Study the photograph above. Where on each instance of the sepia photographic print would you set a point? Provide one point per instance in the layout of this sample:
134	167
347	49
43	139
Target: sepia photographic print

#### [GOAL]
Return each line of the items above that contains the word "print".

#### [SOLVED PROBLEM]
Study the photograph above. Where on each instance of the sepia photographic print would you set a point? Provide one point per instance in the layout of this sample:
Target: sepia photographic print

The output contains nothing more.